Copy each entry below verbatim. Skip the pictures.

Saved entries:
---

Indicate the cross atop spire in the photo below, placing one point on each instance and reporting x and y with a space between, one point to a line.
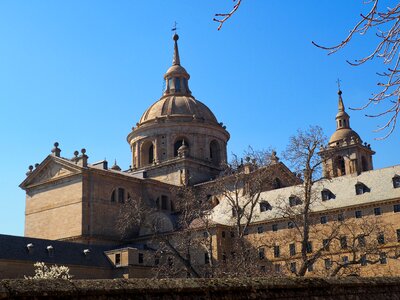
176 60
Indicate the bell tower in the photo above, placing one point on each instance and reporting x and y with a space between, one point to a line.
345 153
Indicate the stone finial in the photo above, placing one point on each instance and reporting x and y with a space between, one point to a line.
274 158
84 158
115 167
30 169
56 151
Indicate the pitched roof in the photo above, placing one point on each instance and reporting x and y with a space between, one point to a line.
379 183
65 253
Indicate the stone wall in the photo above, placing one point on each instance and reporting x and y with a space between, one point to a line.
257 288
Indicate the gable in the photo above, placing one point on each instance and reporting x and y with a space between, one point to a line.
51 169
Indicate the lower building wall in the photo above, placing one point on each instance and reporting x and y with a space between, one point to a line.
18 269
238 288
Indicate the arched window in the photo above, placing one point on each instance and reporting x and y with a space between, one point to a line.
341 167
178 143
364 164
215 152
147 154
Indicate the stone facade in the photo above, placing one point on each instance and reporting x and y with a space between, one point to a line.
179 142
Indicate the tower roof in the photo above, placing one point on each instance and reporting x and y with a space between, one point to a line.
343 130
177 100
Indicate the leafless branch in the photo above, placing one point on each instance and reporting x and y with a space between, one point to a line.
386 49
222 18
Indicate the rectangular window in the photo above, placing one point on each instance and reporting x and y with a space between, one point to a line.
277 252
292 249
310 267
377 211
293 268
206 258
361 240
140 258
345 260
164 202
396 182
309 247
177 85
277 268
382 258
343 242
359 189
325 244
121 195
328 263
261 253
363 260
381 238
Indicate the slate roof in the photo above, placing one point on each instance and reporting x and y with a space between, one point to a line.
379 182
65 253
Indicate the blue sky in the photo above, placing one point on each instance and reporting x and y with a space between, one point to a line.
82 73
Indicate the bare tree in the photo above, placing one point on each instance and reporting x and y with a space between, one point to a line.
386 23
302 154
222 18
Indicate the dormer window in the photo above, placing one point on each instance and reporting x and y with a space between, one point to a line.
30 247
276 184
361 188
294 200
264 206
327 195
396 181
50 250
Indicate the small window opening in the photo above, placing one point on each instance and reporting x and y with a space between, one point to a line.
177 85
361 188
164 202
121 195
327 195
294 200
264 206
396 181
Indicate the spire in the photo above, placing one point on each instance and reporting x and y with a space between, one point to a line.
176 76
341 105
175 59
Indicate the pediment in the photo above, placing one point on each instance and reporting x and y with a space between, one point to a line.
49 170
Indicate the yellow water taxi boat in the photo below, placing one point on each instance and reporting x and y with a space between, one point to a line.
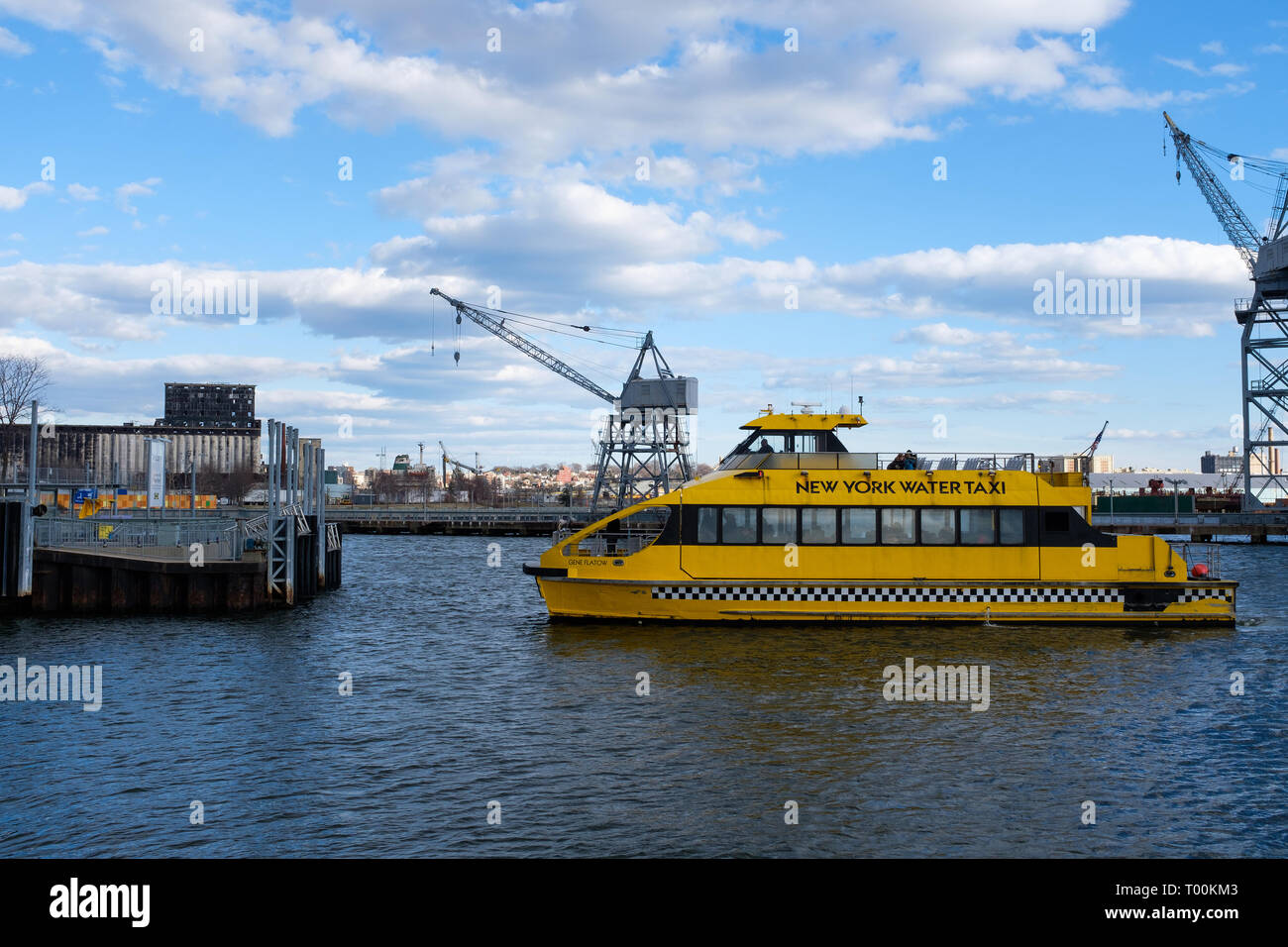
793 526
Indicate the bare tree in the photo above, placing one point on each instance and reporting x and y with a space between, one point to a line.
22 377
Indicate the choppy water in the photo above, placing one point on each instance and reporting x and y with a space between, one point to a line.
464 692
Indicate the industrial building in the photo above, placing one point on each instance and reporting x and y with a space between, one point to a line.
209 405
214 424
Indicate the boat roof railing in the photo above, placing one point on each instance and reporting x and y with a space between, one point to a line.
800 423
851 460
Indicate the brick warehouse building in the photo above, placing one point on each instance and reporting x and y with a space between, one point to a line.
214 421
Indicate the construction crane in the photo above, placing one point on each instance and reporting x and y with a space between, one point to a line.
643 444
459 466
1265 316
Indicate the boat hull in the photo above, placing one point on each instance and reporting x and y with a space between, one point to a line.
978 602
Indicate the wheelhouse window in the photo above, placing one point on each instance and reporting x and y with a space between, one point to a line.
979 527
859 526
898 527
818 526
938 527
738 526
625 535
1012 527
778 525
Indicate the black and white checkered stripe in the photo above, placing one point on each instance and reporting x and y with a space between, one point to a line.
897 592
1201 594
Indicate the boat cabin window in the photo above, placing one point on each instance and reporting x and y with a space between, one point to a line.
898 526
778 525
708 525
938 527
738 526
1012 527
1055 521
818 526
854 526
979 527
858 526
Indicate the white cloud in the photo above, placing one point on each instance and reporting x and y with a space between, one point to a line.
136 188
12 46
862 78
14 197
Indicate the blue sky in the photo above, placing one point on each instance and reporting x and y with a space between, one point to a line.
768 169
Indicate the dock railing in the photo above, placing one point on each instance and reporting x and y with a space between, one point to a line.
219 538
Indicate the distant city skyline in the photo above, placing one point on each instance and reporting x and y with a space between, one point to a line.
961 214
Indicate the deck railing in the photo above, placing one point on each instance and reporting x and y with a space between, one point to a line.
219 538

---

OUTPUT OF THE EXERCISE:
Indicate the cross atop spire in the photo below, placing one point on each instance and reporting x and y with a space between, one point to a line.
176 60
Indicate the bell tower in the photo above, placing one point on each instance and reporting x and y with a space between, one point to a line.
345 153
Indicate the stone finial in the photo above, placing one point on each instance and reporting x and y with a space between, one point to a line.
274 158
84 158
115 167
30 169
56 151
Indicate the pitched roof in the photo above, placing one point on each instance and reporting x and y with a space between, one point to a line.
379 183
65 253
Indicate the stone wall in the photo above, placing one point on each instance and reporting x and y with a space between, one point to a line.
257 288
Indicate the gable in the photo above, placing one point on each instance and reporting x and y with a space between, one point to a line.
51 169
Indicate the lower building wall in the photo above, placing one point on each instance and reporting x and y with a space between, one point to a line.
18 269
238 288
Indicate the arched window in the photo above, placing one point on each instance and reporting x and y with a space between, one point to a line.
341 167
178 143
364 164
215 152
147 154
Indicate the stone facade in the photo above, placing one point on each instance and reporting x and y with a space between, one point to a line.
179 142
Indicate the tower roof in the photo above, placing one point on each instance and reporting x and y with a space between, one point to a line.
343 130
177 100
Indicate the leafless branch in the photo above, placing one point on each instance and reporting x and y with a space between, one point to a line.
386 49
222 18
Indicate the rectangular window in the photo above, placing one point on each instance and reporting x and y with a space between, one point to a line.
277 252
292 249
310 267
377 211
293 268
206 258
361 240
140 258
345 260
164 202
396 182
309 247
177 85
277 268
382 258
343 242
359 189
325 244
121 195
328 263
261 253
363 260
381 238
Indicate the slate roof in the photo above, placing one point on each instance and reporting x and y with a space between, one point to a line.
379 182
65 253
Indicate the blue sky in the photo above, placing one point on each instance and reporting x and y with a space between, one point to a line.
82 73
Indicate the bare tree in the photo above, placing one point on each instance and reporting x and y with a space between, one point to a line.
386 23
302 154
222 18
Indicate the dormer window in the photo above, placing one point on each instance and reporting x and y with a space between, one point to a line.
30 247
276 184
361 188
294 200
264 206
327 195
396 181
50 250
Indicate the small window opening in the photo above, placing one point on each instance and reporting x and y with a space between, one point to a line.
177 85
361 188
164 202
121 195
327 195
294 200
264 206
396 181
Indicate the spire in the photo above, placing one point on each instance and reporting x and y with a space between, one point to a line.
176 76
341 105
175 59
Indicate the pediment in the photo above, placing one point on each instance and reporting x and y with a space between, one point to a line.
49 170
Indicate the yellow water taxi boat in the photo below, placing one point on each instance and reporting x and y with a space between, one point to a line.
793 526
Indicate the bare tree in the photo above, placing one point on each instance and reporting x and y with a space between, one point to a line.
22 377
Indicate the choppy water in the photo above, placing one point on each instance and reporting x and y with a space between, one point to a line.
464 692
Indicate the industrial building in the photo above, placing one point on each instance and reporting x and y with a space between, one point to a line.
209 405
214 424
Indicate the boat roof railing in the photo above, placing one point on each instance and reporting x and y with a space between, one point to a line.
800 423
851 460
Indicate the brick warehouse building in the photo above, placing one point on each instance and reporting x and y with a space between, one point to a line.
214 421
Indicate the construction crane in the photo above, placing one point on each instance and reporting x and y with a space between, one point to a line.
643 444
459 466
1265 316
Indicate the boat hull in the photo above, placing one point on each instance and reporting x and y with a space between, one point to a line.
978 602
Indicate the wheelhouse window in the photo above, placing one point on each instance and reporting x and y with a space between, one point to a line.
979 527
859 526
898 527
818 526
938 527
738 526
625 535
1012 527
778 525
Indicate the black and white checkered stripe in the photo above, placing one point on each instance and reporting x and y with a space between, one point to a line.
897 592
1201 594
Indicate the boat cabin window in the photo above, placing one point on each instance and reporting x and y with a space between, one point to a line.
898 526
778 525
708 525
938 527
738 526
1012 527
1055 521
818 526
854 526
979 527
858 526
Indicate the white cloud in the photo above, placing one point on each instance and reporting x and y with a space between, one point to a line.
136 188
12 46
862 78
14 197
Indicate the blue sky in the photo above, placing one point on each instance and reporting x and y with a space between, one point to a line.
768 169
Indicate the dock railing in the photo above, placing one point on each instance and reporting x and y with a space between, one point to a line.
219 538
Indicate the distant city skyline in the photo above, placing one point on each instance and reporting x and y with a space between, one point to a line.
961 214
Indicate the deck railing in the photo above, placing one point on each instance and reporting x and y with a space between, one point to a line.
219 538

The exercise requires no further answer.